:: The problem ::
Every line from the line containing "target | green lettuce leaf" through the final line below must be returned exactly, and no other line.

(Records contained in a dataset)
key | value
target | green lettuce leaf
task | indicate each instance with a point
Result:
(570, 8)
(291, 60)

:: Written solution ::
target | green lettuce leaf
task | indicate each instance with a point
Result:
(570, 8)
(291, 60)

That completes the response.